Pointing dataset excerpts
◆ ◆ ◆ ◆

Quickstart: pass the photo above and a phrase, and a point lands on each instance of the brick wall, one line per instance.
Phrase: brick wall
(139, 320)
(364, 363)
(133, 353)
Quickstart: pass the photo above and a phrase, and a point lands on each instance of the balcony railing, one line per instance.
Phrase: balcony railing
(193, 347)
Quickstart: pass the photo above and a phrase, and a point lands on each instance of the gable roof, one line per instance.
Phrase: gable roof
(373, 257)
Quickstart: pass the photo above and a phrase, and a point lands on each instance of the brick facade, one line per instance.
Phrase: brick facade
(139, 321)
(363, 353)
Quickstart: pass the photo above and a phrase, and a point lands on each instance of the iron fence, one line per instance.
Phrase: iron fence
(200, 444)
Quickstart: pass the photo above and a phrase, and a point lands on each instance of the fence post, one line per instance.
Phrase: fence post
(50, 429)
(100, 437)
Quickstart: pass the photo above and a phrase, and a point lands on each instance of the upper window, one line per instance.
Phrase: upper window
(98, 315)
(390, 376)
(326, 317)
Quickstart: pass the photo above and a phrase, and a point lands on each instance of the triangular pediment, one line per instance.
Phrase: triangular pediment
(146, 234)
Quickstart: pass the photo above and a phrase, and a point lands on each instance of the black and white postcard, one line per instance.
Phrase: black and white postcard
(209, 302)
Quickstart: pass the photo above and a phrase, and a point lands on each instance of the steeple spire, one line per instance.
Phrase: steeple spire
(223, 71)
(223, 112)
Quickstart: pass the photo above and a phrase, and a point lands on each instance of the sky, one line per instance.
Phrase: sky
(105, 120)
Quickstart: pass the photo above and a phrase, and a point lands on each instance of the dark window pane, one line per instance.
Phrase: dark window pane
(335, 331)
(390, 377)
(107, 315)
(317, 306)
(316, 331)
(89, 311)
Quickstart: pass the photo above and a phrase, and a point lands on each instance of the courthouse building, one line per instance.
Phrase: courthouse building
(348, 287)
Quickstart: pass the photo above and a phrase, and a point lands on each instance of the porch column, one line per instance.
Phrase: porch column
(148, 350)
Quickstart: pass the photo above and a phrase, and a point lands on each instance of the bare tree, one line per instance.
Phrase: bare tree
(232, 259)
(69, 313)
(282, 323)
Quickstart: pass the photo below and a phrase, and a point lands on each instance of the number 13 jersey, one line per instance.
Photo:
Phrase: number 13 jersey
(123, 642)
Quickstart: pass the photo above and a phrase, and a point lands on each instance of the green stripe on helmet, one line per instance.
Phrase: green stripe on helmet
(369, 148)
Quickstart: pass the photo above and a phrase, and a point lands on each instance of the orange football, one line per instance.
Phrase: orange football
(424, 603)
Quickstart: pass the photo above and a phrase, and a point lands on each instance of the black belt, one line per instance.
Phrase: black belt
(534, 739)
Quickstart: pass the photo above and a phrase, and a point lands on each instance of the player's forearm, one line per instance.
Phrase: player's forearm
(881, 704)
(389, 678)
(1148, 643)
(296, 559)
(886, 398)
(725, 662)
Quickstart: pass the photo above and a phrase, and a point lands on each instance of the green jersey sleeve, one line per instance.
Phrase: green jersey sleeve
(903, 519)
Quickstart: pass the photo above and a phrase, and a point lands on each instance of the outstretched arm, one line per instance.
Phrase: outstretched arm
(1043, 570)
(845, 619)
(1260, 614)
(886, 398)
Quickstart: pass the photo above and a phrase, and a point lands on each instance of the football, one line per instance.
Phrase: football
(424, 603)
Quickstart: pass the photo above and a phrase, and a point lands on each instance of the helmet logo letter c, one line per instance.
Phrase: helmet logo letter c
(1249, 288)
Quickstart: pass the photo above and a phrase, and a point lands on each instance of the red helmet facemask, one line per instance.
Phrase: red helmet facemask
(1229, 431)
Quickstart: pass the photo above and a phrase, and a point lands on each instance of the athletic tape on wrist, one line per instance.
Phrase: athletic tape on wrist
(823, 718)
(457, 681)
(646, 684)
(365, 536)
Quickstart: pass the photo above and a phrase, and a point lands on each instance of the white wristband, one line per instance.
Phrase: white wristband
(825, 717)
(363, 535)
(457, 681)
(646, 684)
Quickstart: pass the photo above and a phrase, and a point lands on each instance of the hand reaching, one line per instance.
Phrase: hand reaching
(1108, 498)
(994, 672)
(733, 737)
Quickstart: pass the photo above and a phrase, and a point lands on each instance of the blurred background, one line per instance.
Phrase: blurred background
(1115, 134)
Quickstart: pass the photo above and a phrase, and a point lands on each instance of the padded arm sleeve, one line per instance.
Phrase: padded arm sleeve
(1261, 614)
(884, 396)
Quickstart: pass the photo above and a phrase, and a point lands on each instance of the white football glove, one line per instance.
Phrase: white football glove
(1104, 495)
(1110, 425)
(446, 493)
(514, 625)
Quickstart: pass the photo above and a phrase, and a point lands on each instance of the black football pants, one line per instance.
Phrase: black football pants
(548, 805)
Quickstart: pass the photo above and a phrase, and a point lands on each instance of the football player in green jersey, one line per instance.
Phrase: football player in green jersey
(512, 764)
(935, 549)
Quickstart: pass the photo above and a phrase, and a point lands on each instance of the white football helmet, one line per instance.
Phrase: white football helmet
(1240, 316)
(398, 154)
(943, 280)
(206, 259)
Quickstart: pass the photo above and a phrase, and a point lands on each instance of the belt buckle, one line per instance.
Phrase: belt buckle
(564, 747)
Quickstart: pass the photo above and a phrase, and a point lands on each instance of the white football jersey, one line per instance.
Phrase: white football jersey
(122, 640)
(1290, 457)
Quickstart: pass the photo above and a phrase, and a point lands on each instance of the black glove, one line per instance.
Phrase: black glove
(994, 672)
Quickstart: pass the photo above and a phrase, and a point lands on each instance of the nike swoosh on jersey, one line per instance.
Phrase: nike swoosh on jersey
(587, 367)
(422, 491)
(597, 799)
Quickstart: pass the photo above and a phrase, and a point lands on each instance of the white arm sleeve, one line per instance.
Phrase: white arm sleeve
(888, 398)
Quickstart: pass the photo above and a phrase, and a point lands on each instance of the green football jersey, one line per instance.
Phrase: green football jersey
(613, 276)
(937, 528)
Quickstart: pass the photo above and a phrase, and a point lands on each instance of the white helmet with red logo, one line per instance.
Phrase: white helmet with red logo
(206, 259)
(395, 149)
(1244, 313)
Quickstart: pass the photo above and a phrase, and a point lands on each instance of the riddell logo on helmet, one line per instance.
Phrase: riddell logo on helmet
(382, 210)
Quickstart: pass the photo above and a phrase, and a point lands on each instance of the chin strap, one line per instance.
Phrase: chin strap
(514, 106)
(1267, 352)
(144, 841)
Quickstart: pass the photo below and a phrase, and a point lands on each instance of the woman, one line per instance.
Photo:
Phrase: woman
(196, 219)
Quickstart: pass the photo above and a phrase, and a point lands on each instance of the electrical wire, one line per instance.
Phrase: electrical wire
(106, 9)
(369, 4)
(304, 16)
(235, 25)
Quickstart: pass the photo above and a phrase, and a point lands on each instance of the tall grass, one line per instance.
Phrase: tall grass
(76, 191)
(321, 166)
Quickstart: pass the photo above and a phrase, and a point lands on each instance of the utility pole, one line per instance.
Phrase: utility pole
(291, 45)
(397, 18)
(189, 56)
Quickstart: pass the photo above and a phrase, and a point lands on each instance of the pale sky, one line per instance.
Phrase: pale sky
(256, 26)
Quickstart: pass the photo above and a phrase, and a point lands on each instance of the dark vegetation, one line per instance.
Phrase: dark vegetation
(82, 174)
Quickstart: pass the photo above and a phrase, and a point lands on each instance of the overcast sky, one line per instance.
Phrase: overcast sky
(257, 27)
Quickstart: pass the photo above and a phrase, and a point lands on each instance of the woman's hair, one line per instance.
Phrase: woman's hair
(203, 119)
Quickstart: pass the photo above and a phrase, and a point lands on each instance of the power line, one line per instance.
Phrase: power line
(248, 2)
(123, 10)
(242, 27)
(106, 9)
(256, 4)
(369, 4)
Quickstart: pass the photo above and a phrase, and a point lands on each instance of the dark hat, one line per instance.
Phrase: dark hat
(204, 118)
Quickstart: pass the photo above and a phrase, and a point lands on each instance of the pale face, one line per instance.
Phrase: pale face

◆ ◆ ◆ ◆

Task objective -> Copy, character for character, the lines from the line that holds "pale sky, one line per instance." through the final line of the records above.

Reply ->
Quickstart: pass the photo above and a phrase, and a point lands on each instance of the pale sky, one line per instance.
Phrase: pale sky
(256, 26)
Quickstart: pass the photo above and a phrase, and a point lands on each instance of the dark vegetation, one line per instance.
Phrase: dark vegetation
(82, 174)
Quickstart: pass the photo above and a phrase, and a point lands on each instance of the overcast sky, one line per instance.
Phrase: overcast sky
(257, 27)
Quickstart: pass the photo above and a phrase, and a point lands on each instance of the woman's hair, one line per instance.
Phrase: woman's hair
(203, 119)
Quickstart: pass the photo above and a phrase, and a point lands on each instance of the power line, one line per instance.
Phrase: power line
(248, 2)
(123, 10)
(242, 27)
(106, 9)
(256, 4)
(369, 4)
Quickstart: pass the photo above and a phrase, and a point lands on each instance of the dark hat, one line per instance.
Phrase: dark hat
(204, 118)
Quickstart: pass the photo above and a phrase, and a point lands on each instance of the pale face, one line per instance.
Phrase: pale face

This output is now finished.